### [Exercise set]
1/ Echo the passage from the halwa ceremony text word for word, starting at "Chief Economic Advisor" and ending at "on the occasion.".
2/ In the halwa ceremony text, how long does the lock-in period last now that the budget has gone digital?

Supplied text START

Chief Economic Advisor Anantha V Nageswaran, Central Board for Direct Taxes (CBDT) Chairman Nitin Gupta, Central Board for Indirect Taxes and Customs (CBIC) Chairman Sanjay Kumar Agarwal, Additional Secretary (Budget) Ashish Vachhani and other officers and finance ministry staff, involved in the Budget preparation and compilation process, were also present on the occasion.
Halwa ceremony:
It is a kind of a 'send-off' for finance ministry officials and staff involved with the preparation of the Union government's annual financial statement. They enter what is called a 'lock-in' period, during which they stay in the basement of North Block, cut off from the world outside with a view to maintaining the secrecy around the final budget document. They will emerge only after the finance minister completes her Budget speech in the Lok Sabha on February 1. It is considered a gesture of appreciation for those who have worked on the Budget. The basement of North Block houses a printing press that was traditionally used to print budget documents for 40 years from 1980 to 2020. Thereafter, the budget went digital with bare minimum documents printed and the bulk distribution happening via mobile app or on the website. Going digital also meant that the lock-in period has gotten shorter to just five days from the previous one which lasted up to two weeks.

Supplied text END
Data to examine START

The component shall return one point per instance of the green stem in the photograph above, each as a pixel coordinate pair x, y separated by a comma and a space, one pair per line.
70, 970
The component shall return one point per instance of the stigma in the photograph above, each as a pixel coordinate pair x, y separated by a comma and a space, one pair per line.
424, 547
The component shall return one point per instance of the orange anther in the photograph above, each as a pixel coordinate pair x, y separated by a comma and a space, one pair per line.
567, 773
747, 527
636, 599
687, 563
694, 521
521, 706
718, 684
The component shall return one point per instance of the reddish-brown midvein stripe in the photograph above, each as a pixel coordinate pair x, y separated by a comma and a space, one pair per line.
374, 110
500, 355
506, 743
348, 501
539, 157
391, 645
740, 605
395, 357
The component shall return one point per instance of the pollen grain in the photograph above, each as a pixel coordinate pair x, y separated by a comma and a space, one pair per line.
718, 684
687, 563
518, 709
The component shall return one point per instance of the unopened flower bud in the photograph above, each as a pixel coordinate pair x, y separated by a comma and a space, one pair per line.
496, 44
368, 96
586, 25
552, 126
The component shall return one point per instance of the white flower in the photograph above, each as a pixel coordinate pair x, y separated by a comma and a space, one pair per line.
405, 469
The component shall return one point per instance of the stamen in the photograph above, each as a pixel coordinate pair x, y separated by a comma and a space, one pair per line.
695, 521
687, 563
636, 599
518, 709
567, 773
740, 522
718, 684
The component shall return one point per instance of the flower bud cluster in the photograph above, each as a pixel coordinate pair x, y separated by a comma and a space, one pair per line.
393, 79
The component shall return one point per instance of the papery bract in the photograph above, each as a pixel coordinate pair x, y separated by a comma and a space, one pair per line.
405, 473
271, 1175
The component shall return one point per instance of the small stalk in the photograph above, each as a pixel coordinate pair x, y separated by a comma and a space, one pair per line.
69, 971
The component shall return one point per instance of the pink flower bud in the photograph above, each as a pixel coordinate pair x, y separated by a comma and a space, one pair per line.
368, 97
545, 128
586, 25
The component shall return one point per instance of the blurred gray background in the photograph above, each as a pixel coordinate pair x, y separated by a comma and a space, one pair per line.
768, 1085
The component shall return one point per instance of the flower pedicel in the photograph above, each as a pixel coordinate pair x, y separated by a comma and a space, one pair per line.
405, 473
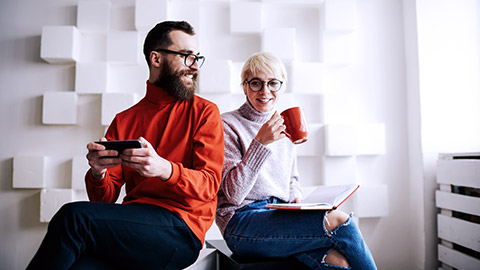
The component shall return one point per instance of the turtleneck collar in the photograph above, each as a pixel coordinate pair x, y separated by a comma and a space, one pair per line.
158, 95
252, 114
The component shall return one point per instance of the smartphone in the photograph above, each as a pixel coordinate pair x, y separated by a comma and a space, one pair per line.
119, 146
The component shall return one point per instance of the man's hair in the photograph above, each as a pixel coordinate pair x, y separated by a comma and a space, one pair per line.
264, 62
159, 38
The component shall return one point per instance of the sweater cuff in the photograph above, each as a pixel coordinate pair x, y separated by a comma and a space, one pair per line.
175, 174
256, 155
92, 180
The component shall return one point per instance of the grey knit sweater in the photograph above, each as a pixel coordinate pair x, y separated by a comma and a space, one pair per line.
252, 171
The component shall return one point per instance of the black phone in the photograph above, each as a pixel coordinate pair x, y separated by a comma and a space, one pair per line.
121, 145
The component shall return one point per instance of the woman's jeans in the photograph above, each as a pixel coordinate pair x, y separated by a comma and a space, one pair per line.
255, 231
92, 235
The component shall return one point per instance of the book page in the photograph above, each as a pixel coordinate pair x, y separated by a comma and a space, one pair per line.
322, 198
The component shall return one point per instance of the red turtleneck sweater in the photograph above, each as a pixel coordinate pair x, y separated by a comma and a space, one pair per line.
189, 134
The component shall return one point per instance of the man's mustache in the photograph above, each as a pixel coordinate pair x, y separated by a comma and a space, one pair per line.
188, 72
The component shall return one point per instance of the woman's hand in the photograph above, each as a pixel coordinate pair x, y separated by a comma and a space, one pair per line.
297, 200
272, 130
146, 161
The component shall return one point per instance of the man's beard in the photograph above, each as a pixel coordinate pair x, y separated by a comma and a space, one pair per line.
172, 82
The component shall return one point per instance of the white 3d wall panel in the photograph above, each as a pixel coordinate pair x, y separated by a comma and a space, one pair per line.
29, 171
60, 44
109, 62
60, 108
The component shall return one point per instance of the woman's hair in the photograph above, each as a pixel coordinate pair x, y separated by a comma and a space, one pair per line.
261, 62
159, 38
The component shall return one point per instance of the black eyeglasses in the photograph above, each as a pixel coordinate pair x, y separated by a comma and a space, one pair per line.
257, 85
190, 58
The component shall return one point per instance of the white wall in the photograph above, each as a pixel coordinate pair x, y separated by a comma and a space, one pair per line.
381, 85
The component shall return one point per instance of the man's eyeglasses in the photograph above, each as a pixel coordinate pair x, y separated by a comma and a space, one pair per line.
257, 85
189, 60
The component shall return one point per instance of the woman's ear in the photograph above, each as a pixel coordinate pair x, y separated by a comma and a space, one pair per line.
155, 59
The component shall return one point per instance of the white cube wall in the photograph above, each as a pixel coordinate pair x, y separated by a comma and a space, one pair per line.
340, 15
122, 47
340, 140
91, 78
215, 77
371, 139
186, 10
60, 44
29, 172
79, 168
93, 16
338, 49
340, 170
60, 108
280, 41
314, 145
51, 200
238, 23
306, 77
150, 12
113, 103
371, 201
313, 106
122, 51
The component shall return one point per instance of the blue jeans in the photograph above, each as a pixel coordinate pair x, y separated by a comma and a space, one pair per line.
258, 232
93, 235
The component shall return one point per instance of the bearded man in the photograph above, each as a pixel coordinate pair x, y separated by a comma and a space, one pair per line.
171, 182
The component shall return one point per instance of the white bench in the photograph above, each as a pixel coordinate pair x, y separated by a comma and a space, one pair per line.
458, 200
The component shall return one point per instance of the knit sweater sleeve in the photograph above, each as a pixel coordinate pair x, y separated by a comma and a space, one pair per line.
240, 170
295, 189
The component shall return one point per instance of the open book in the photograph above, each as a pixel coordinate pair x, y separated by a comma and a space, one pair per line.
322, 198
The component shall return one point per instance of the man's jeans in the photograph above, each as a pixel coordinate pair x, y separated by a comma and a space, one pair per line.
255, 231
92, 235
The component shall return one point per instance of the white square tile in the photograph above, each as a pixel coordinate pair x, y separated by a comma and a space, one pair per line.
215, 77
60, 108
306, 77
122, 47
340, 170
79, 169
340, 140
371, 201
113, 103
51, 200
29, 171
60, 44
238, 20
371, 139
91, 78
340, 15
338, 49
150, 12
93, 16
280, 41
314, 145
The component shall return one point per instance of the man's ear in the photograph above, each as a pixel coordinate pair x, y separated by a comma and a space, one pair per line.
155, 59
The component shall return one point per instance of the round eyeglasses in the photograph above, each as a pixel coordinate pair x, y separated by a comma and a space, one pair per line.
189, 59
257, 85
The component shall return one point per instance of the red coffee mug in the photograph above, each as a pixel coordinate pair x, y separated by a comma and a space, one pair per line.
296, 125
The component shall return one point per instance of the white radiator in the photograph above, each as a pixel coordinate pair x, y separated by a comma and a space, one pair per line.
458, 200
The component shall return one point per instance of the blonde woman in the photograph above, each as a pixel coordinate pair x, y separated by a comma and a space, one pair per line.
260, 167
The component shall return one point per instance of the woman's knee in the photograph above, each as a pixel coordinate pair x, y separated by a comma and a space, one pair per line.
334, 257
335, 218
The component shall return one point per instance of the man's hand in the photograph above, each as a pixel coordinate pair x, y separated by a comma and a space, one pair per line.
272, 130
100, 159
146, 161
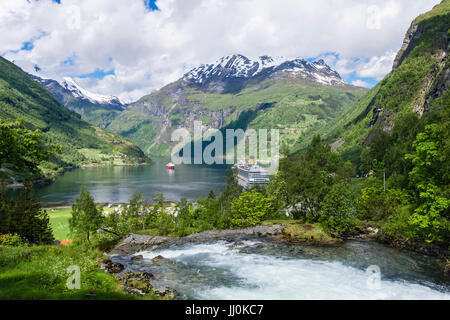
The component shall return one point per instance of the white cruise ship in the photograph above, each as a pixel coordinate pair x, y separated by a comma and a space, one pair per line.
250, 173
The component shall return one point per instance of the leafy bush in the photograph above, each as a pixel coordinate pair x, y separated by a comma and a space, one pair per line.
12, 240
337, 212
249, 209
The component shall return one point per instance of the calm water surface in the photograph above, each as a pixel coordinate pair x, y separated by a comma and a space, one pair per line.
117, 184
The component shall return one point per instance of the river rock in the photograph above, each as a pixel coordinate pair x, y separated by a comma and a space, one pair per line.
135, 243
112, 267
159, 260
236, 244
137, 259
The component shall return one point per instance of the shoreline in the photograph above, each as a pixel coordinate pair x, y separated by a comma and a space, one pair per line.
50, 178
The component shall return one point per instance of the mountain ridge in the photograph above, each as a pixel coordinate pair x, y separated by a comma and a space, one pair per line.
81, 143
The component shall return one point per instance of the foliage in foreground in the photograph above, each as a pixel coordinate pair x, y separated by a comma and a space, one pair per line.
40, 272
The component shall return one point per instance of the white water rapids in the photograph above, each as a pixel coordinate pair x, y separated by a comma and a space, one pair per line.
227, 273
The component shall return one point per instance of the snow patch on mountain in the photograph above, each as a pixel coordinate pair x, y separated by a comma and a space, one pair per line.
78, 92
240, 67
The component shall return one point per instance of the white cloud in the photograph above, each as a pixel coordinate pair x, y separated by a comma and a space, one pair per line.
149, 49
361, 83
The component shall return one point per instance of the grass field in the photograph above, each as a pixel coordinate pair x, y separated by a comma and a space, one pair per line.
59, 220
40, 272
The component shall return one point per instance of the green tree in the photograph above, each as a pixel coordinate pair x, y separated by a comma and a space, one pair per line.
86, 218
430, 179
338, 210
249, 209
25, 217
21, 148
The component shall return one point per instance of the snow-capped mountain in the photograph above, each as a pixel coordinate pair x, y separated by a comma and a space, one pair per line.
69, 91
79, 92
241, 68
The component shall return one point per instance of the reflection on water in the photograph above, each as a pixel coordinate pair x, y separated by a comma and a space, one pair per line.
117, 184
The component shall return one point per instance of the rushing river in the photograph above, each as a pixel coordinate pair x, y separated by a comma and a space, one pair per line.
264, 269
117, 184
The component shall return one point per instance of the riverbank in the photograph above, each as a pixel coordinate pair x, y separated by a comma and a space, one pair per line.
49, 176
249, 266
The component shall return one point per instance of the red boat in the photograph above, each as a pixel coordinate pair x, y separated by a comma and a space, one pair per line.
170, 165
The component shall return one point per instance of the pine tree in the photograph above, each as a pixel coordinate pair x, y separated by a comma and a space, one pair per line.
29, 220
6, 211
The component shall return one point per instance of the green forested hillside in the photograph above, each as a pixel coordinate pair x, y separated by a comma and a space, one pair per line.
80, 143
398, 138
414, 94
300, 109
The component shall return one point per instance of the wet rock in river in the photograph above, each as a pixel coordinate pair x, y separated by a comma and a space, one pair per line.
112, 267
159, 260
135, 243
236, 244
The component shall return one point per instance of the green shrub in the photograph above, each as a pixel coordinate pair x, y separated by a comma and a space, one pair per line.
249, 209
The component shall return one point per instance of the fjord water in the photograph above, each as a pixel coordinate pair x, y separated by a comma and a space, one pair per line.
117, 184
265, 269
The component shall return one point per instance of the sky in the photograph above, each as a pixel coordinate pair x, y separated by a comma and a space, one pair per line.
129, 48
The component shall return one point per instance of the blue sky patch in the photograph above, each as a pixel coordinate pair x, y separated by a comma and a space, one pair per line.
151, 5
97, 74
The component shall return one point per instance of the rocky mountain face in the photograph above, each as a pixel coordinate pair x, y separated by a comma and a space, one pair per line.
416, 87
69, 90
80, 143
232, 73
296, 96
94, 108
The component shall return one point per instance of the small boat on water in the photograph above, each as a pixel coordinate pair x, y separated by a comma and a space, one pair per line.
170, 165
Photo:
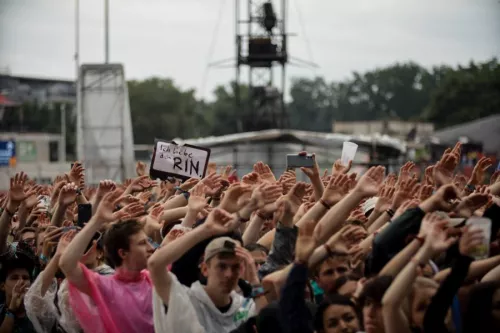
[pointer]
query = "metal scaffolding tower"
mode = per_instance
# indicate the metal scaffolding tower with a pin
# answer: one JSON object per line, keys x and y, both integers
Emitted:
{"x": 261, "y": 45}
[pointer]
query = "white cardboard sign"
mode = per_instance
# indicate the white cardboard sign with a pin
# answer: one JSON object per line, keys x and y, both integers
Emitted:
{"x": 173, "y": 160}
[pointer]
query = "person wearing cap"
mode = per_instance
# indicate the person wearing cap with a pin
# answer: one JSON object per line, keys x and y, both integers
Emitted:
{"x": 216, "y": 305}
{"x": 16, "y": 267}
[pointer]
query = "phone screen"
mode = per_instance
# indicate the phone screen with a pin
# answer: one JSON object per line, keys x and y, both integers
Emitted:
{"x": 84, "y": 214}
{"x": 299, "y": 161}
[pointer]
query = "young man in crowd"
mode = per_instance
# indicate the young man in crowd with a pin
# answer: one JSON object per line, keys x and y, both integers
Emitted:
{"x": 121, "y": 302}
{"x": 217, "y": 307}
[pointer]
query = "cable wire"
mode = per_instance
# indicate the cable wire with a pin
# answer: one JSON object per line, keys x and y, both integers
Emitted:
{"x": 306, "y": 39}
{"x": 211, "y": 48}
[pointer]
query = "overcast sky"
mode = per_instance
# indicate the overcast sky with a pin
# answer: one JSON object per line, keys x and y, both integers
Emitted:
{"x": 172, "y": 38}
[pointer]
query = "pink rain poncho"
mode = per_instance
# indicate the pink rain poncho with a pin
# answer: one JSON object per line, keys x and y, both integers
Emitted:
{"x": 117, "y": 303}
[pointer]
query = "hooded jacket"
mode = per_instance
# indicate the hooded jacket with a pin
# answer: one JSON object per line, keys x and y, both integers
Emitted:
{"x": 185, "y": 302}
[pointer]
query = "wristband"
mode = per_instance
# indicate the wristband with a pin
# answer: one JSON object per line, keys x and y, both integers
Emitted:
{"x": 241, "y": 219}
{"x": 258, "y": 291}
{"x": 328, "y": 249}
{"x": 43, "y": 258}
{"x": 420, "y": 239}
{"x": 325, "y": 204}
{"x": 416, "y": 262}
{"x": 10, "y": 314}
{"x": 261, "y": 216}
{"x": 470, "y": 188}
{"x": 8, "y": 212}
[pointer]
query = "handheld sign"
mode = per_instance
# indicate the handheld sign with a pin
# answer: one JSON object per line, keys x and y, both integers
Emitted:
{"x": 183, "y": 162}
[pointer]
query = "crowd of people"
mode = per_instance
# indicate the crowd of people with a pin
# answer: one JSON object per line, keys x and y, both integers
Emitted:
{"x": 377, "y": 252}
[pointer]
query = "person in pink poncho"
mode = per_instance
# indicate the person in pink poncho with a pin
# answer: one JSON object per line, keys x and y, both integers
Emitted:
{"x": 118, "y": 303}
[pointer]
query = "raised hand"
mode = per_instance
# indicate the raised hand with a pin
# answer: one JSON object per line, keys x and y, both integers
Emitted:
{"x": 212, "y": 184}
{"x": 357, "y": 215}
{"x": 460, "y": 181}
{"x": 18, "y": 292}
{"x": 429, "y": 175}
{"x": 140, "y": 184}
{"x": 471, "y": 203}
{"x": 347, "y": 238}
{"x": 189, "y": 184}
{"x": 32, "y": 200}
{"x": 477, "y": 177}
{"x": 140, "y": 169}
{"x": 405, "y": 173}
{"x": 425, "y": 192}
{"x": 310, "y": 172}
{"x": 287, "y": 181}
{"x": 248, "y": 264}
{"x": 77, "y": 175}
{"x": 369, "y": 184}
{"x": 408, "y": 204}
{"x": 231, "y": 200}
{"x": 197, "y": 199}
{"x": 470, "y": 241}
{"x": 156, "y": 212}
{"x": 294, "y": 198}
{"x": 220, "y": 222}
{"x": 126, "y": 200}
{"x": 36, "y": 213}
{"x": 68, "y": 194}
{"x": 265, "y": 194}
{"x": 265, "y": 172}
{"x": 337, "y": 188}
{"x": 443, "y": 170}
{"x": 105, "y": 186}
{"x": 437, "y": 239}
{"x": 404, "y": 192}
{"x": 385, "y": 198}
{"x": 339, "y": 169}
{"x": 105, "y": 211}
{"x": 17, "y": 193}
{"x": 251, "y": 179}
{"x": 227, "y": 171}
{"x": 306, "y": 242}
{"x": 495, "y": 177}
{"x": 444, "y": 199}
{"x": 211, "y": 168}
{"x": 429, "y": 221}
{"x": 65, "y": 240}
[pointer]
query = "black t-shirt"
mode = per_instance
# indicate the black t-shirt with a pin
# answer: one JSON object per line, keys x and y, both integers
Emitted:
{"x": 225, "y": 308}
{"x": 21, "y": 325}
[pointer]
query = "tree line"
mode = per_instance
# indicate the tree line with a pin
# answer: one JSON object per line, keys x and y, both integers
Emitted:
{"x": 443, "y": 95}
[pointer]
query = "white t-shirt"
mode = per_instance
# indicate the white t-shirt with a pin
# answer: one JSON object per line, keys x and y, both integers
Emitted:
{"x": 186, "y": 304}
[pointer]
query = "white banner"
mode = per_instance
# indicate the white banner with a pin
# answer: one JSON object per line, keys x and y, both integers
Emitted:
{"x": 173, "y": 160}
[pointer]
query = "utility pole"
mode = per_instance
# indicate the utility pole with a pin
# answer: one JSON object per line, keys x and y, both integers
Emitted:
{"x": 106, "y": 31}
{"x": 62, "y": 156}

Data to examine END

### [Outputs by task]
1/
Chief Economic Advisor Anantha V Nageswaran, Central Board for Direct Taxes (CBDT) Chairman Nitin Gupta, Central Board for Indirect Taxes and Customs (CBIC) Chairman Sanjay Kumar Agarwal, Additional Secretary (Budget) Ashish Vachhani and other officers and finance ministry staff, involved in the Budget preparation and compilation process, were also present on the occasion.

2/ Five days, down from a period that lasted up to two weeks.